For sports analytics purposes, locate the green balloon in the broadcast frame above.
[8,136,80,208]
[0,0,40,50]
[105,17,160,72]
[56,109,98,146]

## [GIVEN REQUEST]
Count the lines in the items above that contain the word "locate", and reply with the number only.

## [REPLY TO THE EXERCISE]
1